• Task description: The required output is every record, written out exactly.

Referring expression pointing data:
[Start of section]

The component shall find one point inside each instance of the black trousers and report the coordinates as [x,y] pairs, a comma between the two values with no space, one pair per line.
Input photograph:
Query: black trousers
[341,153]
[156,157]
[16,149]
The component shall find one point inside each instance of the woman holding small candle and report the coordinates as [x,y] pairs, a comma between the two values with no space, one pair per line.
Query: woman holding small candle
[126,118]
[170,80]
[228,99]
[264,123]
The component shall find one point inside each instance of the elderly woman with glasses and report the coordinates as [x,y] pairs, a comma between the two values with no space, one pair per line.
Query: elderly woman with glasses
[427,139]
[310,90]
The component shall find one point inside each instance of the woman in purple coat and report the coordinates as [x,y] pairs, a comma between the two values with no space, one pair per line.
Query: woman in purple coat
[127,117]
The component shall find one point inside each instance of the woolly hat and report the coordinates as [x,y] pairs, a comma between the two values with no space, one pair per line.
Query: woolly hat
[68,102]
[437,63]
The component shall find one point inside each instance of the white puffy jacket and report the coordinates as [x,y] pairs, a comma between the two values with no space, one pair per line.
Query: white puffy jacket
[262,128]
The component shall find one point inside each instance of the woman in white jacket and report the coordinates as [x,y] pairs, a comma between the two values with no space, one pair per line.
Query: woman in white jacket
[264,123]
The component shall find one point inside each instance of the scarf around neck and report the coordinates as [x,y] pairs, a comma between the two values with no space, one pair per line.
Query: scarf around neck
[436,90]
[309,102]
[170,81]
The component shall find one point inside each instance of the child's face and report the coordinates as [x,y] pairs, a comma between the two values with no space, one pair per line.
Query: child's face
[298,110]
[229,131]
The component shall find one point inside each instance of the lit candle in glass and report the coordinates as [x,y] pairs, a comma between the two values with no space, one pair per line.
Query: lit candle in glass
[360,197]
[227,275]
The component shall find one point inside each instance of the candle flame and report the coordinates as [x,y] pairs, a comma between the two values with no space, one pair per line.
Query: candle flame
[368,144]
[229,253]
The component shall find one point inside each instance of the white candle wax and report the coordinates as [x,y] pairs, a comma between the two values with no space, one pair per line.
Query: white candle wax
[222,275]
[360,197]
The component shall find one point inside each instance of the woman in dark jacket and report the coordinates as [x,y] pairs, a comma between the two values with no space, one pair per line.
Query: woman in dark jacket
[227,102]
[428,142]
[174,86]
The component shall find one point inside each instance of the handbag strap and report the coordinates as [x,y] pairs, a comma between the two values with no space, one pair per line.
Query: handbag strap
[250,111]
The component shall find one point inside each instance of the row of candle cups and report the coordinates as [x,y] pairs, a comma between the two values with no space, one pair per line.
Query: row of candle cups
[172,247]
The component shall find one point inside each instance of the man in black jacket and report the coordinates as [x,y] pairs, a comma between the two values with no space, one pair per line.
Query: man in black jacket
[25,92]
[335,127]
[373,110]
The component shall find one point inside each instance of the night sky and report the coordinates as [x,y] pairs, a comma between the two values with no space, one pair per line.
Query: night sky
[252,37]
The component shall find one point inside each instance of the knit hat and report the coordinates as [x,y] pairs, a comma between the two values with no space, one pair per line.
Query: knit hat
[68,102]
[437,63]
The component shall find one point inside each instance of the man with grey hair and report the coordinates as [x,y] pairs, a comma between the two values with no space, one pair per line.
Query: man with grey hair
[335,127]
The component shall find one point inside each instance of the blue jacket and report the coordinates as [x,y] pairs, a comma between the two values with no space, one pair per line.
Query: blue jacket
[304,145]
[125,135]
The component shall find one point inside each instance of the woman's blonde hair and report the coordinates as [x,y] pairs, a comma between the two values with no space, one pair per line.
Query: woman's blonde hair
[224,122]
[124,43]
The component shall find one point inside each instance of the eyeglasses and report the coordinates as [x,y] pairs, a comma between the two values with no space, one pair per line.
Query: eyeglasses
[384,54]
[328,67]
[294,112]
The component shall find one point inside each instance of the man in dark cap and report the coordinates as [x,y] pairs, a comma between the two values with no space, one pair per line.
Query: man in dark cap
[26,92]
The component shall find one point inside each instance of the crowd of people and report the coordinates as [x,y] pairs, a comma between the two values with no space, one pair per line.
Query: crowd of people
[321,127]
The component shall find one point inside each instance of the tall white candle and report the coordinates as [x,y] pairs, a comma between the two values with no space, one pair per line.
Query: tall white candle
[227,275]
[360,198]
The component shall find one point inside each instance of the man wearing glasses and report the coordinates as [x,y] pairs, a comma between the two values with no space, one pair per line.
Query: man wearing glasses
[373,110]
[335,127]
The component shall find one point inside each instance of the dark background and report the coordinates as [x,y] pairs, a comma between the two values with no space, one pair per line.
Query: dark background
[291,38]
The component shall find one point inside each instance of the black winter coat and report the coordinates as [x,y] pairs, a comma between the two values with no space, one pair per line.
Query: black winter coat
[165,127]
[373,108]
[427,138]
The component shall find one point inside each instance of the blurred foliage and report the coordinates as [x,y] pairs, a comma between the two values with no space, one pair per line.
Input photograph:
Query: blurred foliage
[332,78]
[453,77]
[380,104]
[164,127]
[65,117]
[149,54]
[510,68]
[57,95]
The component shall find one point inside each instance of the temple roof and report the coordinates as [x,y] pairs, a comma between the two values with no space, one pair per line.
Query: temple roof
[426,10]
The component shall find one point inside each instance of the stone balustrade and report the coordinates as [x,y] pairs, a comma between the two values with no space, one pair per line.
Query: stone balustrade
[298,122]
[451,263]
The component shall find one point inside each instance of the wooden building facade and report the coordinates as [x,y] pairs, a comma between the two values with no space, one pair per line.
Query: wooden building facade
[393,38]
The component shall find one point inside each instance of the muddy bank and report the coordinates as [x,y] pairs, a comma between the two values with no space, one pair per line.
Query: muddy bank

[End of section]

• Expected answer:
The component shall find one point inside each instance of the black trousers and report the coordinates as [x,y] pairs, a comma between the two values with no space, one pair per line.
Input photograph:
Query: black trousers
[341,153]
[156,157]
[16,149]
The component shall find one point inside each instance of the woman holding small candle and report the coordinates as [x,y] pairs, a comma between the two values with no space, one pair per line.
Query: woman holding small candle
[126,118]
[170,80]
[228,99]
[264,123]
The component shall find one point inside each instance of the elderly woman with glasses and report the coordinates as [x,y] pairs, a comma between the two values with no space, one pair per line.
Query: elderly woman with glasses
[427,139]
[310,90]
The component shall find one point inside each instance of the woman in purple coat and report the coordinates as [x,y] pairs, a comma between the two values with no space, one pair per line.
Query: woman in purple coat
[127,117]
The component shall find one point inside each instance of the woolly hat and report the coordinates as [x,y] pairs, a comma between the two values with no space, one pair per line.
Query: woolly hat
[68,102]
[437,63]
The component shall find one point inside each instance of the white puffy jacket and report the coordinates as [x,y] pairs, a comma between the two values with no space, one pair per line.
Query: white puffy jacket
[262,128]
The component shall find one point inside each instance of the woman in white jacket and report the coordinates as [x,y] pairs, a comma between the two values with no space, one pair per line.
Query: woman in white jacket
[264,123]
The component shall find one point inside each instance of the scarf around neck and report the coordinates as [x,y] pairs, a comma between the two values with no space, one pair per line.
Query: scarf around neck
[436,90]
[309,102]
[170,81]
The component shall find one point inside each instance of the child's face and report the coordinates as [x,y] pairs, a comma between the two values with no space, one pair per line.
Query: child's face
[298,110]
[229,131]
The component shall find one point inside each instance of the lit candle in glass and report the coordinates as [x,y] pairs, a comma between the two values with no space, one pair per line.
Query: lit candle in glass
[360,197]
[227,275]
The component shall find one point inside each instance of the candle flame and report the coordinates as [x,y] pairs, a comma between the two values with no space, one pair per line.
Query: candle flame
[368,144]
[229,253]
The component shall find one point inside each instance of the white candle wax and report the coordinates as [x,y] pairs, a comma between the two values with no space, one pair per line.
Query: white candle wax
[222,275]
[360,197]
The component shall find one point inside each instance of the woman in dark jacket and report the coordinates as [x,y] pairs, a comma between the two values with no space, one pair per line.
Query: woman in dark jacket
[227,102]
[428,142]
[174,86]
The component shall find one point inside each instance of the handbag strap and report the coordinates as [x,y] pairs, a comma between the two values with no space, one pair per line.
Query: handbag strap
[250,111]
The component shall find one point inside each instance of the row of candle cups and report the coordinates as [x,y] pairs, a comma between the two values with no space, one pair per line.
Query: row of candle cups
[172,247]
The component shall find one point inside each instance of the man in black jacket and report the coordinates as [x,y] pairs, a comma between the two values with no space, one pair per line.
Query: man in black jacket
[25,92]
[335,127]
[373,110]
The component shall find one point inside each instance of the night sky and report the coordinates as [x,y] pairs, a comma between the two values with no space, one pair per line.
Query: night sky
[252,37]
The component shall find one point inside each instance of the knit hat and report the coordinates as [x,y] pairs, a comma between the two values with no space, one pair per line.
Query: knit hat
[68,102]
[437,63]
The component shall find one point inside each instance of the man with grey hair and report the coordinates as [x,y] pairs, a comma between the two values with no space, one pair per line.
Query: man with grey hair
[335,127]
The component shall find one point inside each instance of the blue jacket and report the coordinates as [x,y] pairs, a comma between the two values with no space, one pair per line.
Query: blue jacket
[304,145]
[125,135]
The component shall find one point inside each instance of the woman's blonde hair and report the coordinates as [x,y] pairs, a comma between the two values with no space, one pair per line.
Query: woman's blonde hair
[224,122]
[124,43]
The component shall find one point inside each instance of the eyeglasses and report the coordinates as [x,y] pairs, a comma between the two values with no space, one pair per line.
Query: eyeglasses
[384,54]
[328,67]
[294,112]
The component shall find one point inside each instance of the man in dark cap and report the coordinates as [x,y] pairs, a comma between the two values with no space, one pair per line.
Query: man in dark cap
[26,92]
The component shall find one point inside each instance of the crowd of people and report the coordinates as [x,y] pairs, a comma between the two values with no space, one pair per line.
Query: crowd of people
[321,127]
The component shall find one point inside each instance of the tall white candle and report the coordinates as [x,y] pairs, a comma between the two values with no space, one pair per line.
Query: tall white candle
[227,275]
[360,198]
The component shall find one point inside each instance of the man wearing glasses and report the coordinates as [x,y] pairs, a comma between the two values with no space, one pair per line.
Query: man wearing glasses
[373,110]
[335,127]
The component shall find one point inside each instance of the dark background and report the coordinates as [x,y] pairs, a comma between the two values with no space, one pair per line.
Query: dark background
[291,38]
The component shall find one point inside each instance of the black winter coat and report the coordinates as [x,y] pairs, a comma between the two values with no space, one pair per line.
Query: black winter coat
[165,127]
[373,108]
[427,138]
The component shall find one point inside each instance of the blurred foliage and report the coordinates as [x,y] pairs, a comma between the two values with no space, one pair per line.
Input photograph:
Query: blurred foliage
[332,78]
[453,77]
[380,104]
[164,127]
[65,117]
[149,54]
[510,68]
[57,95]
The component shall find one point inside each instance of the temple roof and report the coordinates as [x,y] pairs, a comma between the two values with no space, one pair per line.
Query: temple roof
[426,10]
The component shall find one point inside each instance of the stone balustrade and report the coordinates as [x,y] pairs, a comma between the two values with no space, one pair per line.
Query: stone balustrade
[298,122]
[451,263]
The component shall find one point inside each instance of the wooden building facade and report the coordinates as [x,y] pairs, a comma between the two values with no space, one pair per line.
Query: wooden building facade
[393,38]
The component shall find one point inside each instance of the muddy bank and report the coordinates as [x,y] pairs, a comma between the two values with no space, one pair per line.
Query: muddy bank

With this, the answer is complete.